Petunjuk Tugas:
Tuliskan ulang tanpa perubahan sebagian teks tentang syukur di bawah, mulai dari kata-kata yang memuat "Golongan pertama yaitu" dan berhenti setelah "masa ke masa.".

Teks Sumber:
Rasa Syukur
SYUKUR
“Ini adalah bagian dari karunia Allah, untuk mengujiku apakah aku bersyukur atau kufur” (QS An-Naml 40).
Ini adalah perkataan nabi
Sulaiman as. ketika mendapatkan puncak keni’matan dunia dengan
ditundukkannya mahluk Allah padanya. Pada sisi yang berlawanan saat
Qarun mendapatkan karunia harta yang sangat banyak, dia berkata, “
Sesungguhnya harta kekayaan ini, tidak lain kecuali dari
hasil kehebatan ilmuku” (QS Al-Qashash 78). Dua kisah yang bertolak
belakang menghasilkan akhir kesudahan yang berbeda. Nabi Sulaiman as
mendapatkan karunia di dunia dan akhirat, sedangkan Qarun, harta yang
diberikan Allah padanya di dunia menyebabkannya diadzab Allah di dunia dan akhirat karena kekufurannya akan ni’mat Allah.
Demikianlah
bahwa fragmen hidup manusia tidak terlepas dari dua golongan tersebut.
Golongan pertama, manusia yang mendapatkan ni’mat Allah dan mereka
mensyukurinya dengan sepenuh hati. Dan golongan kedua, manusia yang
mendapatkan banyak ni’mat lalu mereka kufur atas ni’mat tersebut.
Golongan pertama yaitu para nabi, shidiqqin, syuhada dan shalihin ( QS
4: 69-70). Golongan kedua mereka inilah para penentang kebenaran,
seperti Namrud, Fir’aun, Qarun, Abu Lahab, Abu Jahal dan para pengikut
mereka dari masa ke masa.
Secara
umum bahwa kesejahteraan, kedamaian dan keberkahan merupakan hasil dari
syukur kepada Allah sedangkan kesempitan, kegersangan dan kemiskinan
akibat dari kufur kepada Allah. “ Dan Allah telah membuat suatu
perumpamaan ( dengan) sebuah negeri yang dahulunya aman lagi tentram,
rezkinya datang kepadanya melimpah ruah dari segenap tempat, tetapi
(penduduk) nya mengingkari ni’mat-ni’mat Allah; karena itu Allah
merasakan kepada mereka pakaian kelaparan dan ketakutan, disebabkan apa
yang selalu mereka perbuat” (QS An Nahl 112)
NI’MAT ALLAH
Betapa
zhalimnya manusia, bergelimangan dengan ni’mat Allah tetapi tidak
bersyukur kepada-Nya (QS 14: 34). Ni’mat yang Allah berikan kepada
manusia mencakup aspek lahir (zhaahirah) dan batin
(baatinah) serta gabungan dari keduanya. Surat Ar-Rahman menyebutkan
berbagai macam keni’matan itu dan mengingatkan kepada manusia akan
ni’mat tersebut dengan berulang-ulang selama 31 kali, “ Maka ni’mat Tuhan yang manakah yang kamu dustakan ?”

Bahan Tersedia:
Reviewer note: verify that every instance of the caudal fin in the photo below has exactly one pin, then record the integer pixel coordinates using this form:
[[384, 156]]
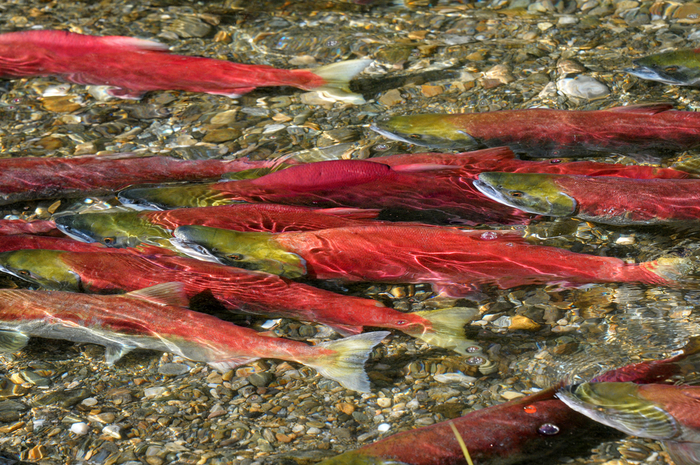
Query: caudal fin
[[448, 329], [347, 364], [338, 76]]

Pembahasan Jawaban:
Golongan pertama yaitu para nabi, shidiqqin, syuhada dan shalihin ( QS
4: 69-70). Golongan kedua mereka inilah para penentang kebenaran,
seperti Namrud, Fir’aun, Qarun, Abu Lahab, Abu Jahal dan para pengikut
mereka dari masa ke masa.